§ **Trecho**:
Marcelo Heck, arquiteto e urbanista, mestre e doutorando em Planejamento Urbano pela Universidade Federal do Rio Grande do Sul (UFRGS) e professor da Unisinos, acredita que essas são medidas interessantes para tentar reorganizar a reocupação dos espaços urbanos.
— É um dos elementos dos quais as pessoas estão sentindo mais falta. Elas vão valorizar um pouco mais os espaços públicos. Estamos privados disso no momento — constata Heck, também diretor do Instituto de Arquitetos do Brasil.
Em um primeiro momento, as novidades devem ter, na opinião de Heck, caráter didático. As marcações no chão funcionam para dar uma dimensão espacial, orientar e mostrar, visualmente, o que representa manter distância de pelo menos dois metros, por exemplo. Ao sair do seu círculo no gramado, você está cruzando a fronteira segura para permanência no local. Esta é a mensagem que precisa ser introjetada.

§ **Material de origem**:
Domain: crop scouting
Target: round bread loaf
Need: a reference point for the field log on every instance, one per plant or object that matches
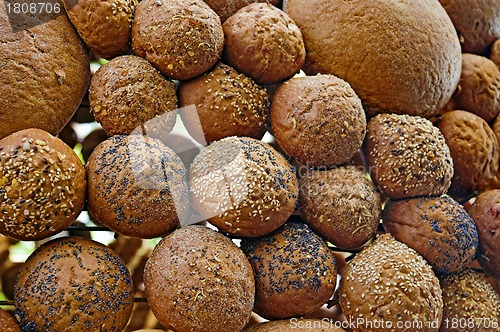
(198, 280)
(407, 156)
(470, 303)
(137, 186)
(477, 23)
(318, 120)
(486, 213)
(223, 103)
(478, 91)
(243, 186)
(263, 43)
(183, 39)
(294, 271)
(385, 51)
(341, 205)
(42, 185)
(438, 228)
(104, 26)
(389, 282)
(73, 284)
(474, 149)
(128, 95)
(44, 70)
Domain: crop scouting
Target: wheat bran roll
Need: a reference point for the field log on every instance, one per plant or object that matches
(198, 280)
(42, 185)
(45, 71)
(75, 284)
(389, 281)
(183, 39)
(402, 58)
(128, 95)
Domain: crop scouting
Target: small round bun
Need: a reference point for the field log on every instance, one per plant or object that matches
(225, 103)
(107, 31)
(128, 95)
(390, 282)
(263, 43)
(318, 120)
(198, 280)
(486, 213)
(137, 186)
(438, 228)
(407, 156)
(341, 205)
(468, 297)
(73, 284)
(294, 271)
(183, 39)
(243, 186)
(42, 185)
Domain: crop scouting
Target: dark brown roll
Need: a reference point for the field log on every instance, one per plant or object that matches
(243, 186)
(318, 120)
(137, 186)
(73, 284)
(183, 39)
(389, 282)
(486, 213)
(223, 103)
(262, 42)
(198, 280)
(407, 156)
(438, 228)
(341, 205)
(294, 271)
(42, 185)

§ **Tarefa**: Transcreva do trecho sobre os espaços urbanos a parte entre "Em um primeiro" e "precisa ser introjetada.", incluindo as duas. Os registros não fazem falta para esta tarefa.

§ **Resposta**:
Em um primeiro momento, as novidades devem ter, na opinião de Heck, caráter didático. As marcações no chão funcionam para dar uma dimensão espacial, orientar e mostrar, visualmente, o que representa manter distância de pelo menos dois metros, por exemplo. Ao sair do seu círculo no gramado, você está cruzando a fronteira segura para permanência no local. Esta é a mensagem que precisa ser introjetada.